Dataset extract
--
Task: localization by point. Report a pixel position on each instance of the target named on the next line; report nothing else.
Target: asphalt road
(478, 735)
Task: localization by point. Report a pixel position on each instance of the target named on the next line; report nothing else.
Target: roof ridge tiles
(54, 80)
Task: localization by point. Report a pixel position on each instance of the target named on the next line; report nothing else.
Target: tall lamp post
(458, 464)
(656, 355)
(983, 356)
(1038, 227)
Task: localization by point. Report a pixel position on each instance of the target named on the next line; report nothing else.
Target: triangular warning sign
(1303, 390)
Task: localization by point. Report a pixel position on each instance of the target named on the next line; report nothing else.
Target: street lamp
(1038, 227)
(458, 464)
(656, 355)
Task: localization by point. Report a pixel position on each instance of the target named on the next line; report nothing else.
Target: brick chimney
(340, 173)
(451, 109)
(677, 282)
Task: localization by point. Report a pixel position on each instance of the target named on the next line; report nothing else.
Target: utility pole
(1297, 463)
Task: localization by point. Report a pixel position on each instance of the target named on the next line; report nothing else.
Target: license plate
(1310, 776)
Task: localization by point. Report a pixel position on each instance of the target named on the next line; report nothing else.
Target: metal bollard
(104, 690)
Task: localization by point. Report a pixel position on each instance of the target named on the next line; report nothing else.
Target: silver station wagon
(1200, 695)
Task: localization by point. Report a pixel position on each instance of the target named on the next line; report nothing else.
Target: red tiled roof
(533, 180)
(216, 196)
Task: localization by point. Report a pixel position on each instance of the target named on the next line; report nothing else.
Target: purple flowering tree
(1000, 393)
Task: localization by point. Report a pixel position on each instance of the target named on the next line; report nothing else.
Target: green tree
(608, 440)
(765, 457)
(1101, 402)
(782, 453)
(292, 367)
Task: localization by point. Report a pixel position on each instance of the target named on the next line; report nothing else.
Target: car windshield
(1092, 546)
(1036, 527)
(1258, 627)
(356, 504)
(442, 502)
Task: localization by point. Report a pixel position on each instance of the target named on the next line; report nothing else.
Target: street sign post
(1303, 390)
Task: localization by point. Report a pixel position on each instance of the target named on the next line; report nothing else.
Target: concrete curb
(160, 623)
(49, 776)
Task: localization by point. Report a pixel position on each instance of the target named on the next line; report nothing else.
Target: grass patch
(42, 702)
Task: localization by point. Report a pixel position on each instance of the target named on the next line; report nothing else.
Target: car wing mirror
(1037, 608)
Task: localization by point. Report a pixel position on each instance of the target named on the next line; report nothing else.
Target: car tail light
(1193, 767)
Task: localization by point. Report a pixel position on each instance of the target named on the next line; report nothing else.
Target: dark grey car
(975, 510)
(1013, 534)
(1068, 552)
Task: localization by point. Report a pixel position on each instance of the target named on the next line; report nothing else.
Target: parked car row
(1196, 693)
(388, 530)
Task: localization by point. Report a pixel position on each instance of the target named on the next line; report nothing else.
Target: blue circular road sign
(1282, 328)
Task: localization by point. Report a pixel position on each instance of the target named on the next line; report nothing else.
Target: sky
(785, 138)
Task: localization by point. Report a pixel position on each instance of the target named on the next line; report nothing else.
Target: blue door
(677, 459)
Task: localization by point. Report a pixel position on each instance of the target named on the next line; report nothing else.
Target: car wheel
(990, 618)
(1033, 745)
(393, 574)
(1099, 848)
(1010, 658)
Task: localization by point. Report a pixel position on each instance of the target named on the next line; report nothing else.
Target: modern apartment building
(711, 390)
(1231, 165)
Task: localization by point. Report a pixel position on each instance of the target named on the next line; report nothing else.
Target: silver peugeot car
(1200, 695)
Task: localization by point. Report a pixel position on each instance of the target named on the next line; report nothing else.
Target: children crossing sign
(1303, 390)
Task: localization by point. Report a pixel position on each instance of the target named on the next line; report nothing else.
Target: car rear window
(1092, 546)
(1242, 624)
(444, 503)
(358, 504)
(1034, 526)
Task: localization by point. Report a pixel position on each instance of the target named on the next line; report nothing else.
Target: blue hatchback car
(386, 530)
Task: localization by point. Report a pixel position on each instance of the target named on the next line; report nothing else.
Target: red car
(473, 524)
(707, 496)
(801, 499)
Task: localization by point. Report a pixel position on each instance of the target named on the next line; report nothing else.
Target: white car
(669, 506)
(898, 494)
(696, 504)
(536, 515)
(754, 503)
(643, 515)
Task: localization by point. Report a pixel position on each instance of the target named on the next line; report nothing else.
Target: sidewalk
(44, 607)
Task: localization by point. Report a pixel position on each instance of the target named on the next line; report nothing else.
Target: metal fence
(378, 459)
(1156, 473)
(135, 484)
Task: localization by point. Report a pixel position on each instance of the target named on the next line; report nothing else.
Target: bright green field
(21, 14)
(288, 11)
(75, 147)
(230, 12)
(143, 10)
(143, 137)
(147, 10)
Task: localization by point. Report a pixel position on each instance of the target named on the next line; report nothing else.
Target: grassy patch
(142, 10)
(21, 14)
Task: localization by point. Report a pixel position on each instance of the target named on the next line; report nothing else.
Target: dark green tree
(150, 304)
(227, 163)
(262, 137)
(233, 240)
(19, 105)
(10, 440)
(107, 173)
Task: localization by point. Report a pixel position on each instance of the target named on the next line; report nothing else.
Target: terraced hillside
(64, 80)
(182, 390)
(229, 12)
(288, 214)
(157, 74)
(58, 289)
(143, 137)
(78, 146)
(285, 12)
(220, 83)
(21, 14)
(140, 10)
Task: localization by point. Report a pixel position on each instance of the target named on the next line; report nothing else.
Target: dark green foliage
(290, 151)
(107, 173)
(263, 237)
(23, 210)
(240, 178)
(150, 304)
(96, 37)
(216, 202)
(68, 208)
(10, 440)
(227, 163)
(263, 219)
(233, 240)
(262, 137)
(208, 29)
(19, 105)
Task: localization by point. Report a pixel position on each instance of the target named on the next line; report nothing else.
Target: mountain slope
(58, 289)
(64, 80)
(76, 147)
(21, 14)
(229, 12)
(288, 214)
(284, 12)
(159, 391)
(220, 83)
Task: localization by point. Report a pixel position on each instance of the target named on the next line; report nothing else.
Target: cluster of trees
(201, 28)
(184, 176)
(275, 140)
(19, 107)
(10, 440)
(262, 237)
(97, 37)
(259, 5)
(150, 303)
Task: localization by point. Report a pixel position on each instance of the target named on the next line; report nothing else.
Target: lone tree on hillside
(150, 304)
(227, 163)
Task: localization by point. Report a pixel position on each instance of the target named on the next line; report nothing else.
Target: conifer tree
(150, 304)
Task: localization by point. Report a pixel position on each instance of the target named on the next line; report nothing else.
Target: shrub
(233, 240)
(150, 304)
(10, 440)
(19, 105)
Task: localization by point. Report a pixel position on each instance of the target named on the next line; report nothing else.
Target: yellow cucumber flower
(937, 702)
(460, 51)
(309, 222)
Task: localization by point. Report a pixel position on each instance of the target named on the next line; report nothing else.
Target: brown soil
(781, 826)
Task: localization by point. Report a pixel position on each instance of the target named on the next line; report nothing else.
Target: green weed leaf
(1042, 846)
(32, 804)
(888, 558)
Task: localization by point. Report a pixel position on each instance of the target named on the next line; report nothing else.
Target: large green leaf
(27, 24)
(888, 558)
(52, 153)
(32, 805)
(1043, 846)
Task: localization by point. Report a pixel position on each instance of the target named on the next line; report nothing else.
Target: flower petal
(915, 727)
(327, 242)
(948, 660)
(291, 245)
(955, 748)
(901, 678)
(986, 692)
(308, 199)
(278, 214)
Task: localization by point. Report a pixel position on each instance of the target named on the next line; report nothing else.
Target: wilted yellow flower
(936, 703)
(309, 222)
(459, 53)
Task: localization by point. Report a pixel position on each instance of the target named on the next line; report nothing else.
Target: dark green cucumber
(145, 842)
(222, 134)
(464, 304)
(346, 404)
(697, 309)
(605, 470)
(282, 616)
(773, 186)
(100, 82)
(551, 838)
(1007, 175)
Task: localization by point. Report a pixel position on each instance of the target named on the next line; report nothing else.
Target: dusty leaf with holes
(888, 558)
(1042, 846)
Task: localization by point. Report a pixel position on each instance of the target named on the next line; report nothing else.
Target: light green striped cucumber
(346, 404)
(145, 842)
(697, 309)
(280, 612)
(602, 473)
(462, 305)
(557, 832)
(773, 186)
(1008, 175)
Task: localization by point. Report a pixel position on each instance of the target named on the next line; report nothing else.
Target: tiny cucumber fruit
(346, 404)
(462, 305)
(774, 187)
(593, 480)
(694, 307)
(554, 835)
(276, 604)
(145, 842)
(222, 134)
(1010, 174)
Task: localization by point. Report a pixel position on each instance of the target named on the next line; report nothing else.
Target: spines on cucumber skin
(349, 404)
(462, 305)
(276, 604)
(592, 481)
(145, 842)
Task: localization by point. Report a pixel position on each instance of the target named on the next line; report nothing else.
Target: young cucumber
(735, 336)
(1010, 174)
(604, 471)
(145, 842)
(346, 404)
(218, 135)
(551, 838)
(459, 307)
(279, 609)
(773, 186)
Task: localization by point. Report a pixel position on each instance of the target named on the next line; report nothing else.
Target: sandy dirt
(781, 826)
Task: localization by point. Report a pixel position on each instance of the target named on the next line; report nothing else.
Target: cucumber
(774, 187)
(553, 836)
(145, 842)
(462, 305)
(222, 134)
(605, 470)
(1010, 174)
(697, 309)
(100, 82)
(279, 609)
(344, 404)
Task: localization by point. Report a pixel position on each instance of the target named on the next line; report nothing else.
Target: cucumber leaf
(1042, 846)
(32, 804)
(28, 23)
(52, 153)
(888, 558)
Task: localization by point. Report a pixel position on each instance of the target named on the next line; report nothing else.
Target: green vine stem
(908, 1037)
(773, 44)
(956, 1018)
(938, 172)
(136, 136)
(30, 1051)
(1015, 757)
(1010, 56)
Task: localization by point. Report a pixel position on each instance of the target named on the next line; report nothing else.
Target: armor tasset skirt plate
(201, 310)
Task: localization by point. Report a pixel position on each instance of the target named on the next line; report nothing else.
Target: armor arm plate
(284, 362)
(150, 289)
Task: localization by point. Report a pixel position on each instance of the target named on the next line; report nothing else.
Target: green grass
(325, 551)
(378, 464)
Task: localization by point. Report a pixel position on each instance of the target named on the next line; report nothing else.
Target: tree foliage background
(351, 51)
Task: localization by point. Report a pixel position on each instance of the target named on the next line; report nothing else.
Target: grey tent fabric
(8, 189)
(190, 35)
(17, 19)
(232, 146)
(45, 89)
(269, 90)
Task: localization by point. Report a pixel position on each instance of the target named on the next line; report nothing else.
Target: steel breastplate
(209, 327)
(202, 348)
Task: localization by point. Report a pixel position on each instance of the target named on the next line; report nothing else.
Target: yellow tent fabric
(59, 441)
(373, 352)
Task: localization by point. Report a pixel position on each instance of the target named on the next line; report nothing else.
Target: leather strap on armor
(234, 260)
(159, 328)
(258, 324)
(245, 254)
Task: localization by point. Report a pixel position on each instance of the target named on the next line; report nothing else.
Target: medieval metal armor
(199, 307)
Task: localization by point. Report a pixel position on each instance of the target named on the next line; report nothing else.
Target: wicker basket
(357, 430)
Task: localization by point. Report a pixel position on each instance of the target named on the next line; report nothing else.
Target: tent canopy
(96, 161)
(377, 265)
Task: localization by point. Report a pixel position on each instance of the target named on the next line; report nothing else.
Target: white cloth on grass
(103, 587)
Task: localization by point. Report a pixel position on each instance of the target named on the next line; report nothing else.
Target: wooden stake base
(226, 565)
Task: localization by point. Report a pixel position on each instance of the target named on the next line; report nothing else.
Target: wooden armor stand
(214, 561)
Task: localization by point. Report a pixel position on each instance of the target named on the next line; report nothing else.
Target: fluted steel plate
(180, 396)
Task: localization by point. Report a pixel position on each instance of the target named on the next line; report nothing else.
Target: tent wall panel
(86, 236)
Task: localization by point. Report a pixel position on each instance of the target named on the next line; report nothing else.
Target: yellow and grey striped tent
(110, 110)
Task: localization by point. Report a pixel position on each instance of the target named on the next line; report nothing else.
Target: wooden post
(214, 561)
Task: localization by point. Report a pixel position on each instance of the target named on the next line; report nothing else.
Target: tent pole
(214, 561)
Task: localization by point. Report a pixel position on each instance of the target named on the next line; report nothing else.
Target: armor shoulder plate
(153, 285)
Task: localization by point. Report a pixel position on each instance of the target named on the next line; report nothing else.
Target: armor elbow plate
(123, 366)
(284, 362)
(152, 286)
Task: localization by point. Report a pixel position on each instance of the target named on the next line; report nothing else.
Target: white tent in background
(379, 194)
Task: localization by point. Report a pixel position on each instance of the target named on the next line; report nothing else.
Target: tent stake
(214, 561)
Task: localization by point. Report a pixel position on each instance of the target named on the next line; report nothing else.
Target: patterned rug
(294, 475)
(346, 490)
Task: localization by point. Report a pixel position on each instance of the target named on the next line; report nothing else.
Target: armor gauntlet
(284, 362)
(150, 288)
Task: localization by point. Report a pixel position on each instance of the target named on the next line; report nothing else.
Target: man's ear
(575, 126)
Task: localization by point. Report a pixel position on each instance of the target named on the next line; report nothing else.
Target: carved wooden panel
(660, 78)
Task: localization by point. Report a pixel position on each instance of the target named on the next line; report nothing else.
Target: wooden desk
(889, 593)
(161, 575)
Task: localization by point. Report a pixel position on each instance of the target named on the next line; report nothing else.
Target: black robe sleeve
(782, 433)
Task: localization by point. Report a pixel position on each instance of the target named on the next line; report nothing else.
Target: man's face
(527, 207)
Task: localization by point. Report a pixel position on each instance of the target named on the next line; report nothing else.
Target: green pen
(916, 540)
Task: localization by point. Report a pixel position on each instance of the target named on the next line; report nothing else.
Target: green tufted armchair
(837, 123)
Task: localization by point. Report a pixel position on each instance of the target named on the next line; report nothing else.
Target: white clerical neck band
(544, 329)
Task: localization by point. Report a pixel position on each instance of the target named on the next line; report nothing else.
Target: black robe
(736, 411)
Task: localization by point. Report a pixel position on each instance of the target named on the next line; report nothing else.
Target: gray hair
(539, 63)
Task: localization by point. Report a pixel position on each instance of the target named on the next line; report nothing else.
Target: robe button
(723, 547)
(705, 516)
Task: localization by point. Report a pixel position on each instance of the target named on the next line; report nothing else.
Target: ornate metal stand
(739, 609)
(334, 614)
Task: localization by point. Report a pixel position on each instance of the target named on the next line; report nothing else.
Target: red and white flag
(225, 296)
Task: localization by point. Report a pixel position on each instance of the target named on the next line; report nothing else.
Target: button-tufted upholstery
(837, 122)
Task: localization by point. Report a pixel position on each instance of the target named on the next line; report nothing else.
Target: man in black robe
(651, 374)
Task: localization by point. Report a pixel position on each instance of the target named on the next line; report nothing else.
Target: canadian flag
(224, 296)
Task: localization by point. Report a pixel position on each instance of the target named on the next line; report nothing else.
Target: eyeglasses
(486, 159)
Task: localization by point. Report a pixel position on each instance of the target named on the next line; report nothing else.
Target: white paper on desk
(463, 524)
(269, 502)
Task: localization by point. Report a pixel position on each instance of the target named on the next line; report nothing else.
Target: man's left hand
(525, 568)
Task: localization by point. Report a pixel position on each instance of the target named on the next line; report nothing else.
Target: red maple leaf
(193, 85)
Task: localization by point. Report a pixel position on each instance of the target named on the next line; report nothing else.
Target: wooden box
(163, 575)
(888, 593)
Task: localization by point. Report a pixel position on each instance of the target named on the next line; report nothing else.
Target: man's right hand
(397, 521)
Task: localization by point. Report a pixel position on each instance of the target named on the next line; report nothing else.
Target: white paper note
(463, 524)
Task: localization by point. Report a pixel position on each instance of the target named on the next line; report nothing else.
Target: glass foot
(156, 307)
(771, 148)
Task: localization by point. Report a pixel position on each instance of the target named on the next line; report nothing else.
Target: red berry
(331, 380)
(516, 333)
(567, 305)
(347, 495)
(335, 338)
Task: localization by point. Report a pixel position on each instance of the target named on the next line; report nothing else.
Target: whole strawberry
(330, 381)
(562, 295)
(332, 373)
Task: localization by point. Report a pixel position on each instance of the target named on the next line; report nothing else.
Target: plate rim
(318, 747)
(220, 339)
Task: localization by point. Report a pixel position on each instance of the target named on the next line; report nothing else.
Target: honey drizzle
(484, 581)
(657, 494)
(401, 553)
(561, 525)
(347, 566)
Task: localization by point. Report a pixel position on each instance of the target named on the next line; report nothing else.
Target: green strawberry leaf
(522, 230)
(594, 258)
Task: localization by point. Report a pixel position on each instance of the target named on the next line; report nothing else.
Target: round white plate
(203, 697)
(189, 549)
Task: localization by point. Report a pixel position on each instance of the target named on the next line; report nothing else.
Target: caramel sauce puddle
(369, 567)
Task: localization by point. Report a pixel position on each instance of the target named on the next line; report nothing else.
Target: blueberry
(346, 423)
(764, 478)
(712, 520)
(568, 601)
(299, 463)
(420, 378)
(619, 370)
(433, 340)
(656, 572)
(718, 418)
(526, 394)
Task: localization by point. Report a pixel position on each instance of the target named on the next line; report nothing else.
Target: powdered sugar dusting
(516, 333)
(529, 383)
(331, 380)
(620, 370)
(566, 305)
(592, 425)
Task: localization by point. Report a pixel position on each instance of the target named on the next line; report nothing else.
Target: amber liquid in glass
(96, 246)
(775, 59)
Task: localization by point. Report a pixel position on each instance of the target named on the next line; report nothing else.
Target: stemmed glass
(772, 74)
--
How many lines in the items above contain the string "tufted", with case counting? Give only the number.

Task solution
2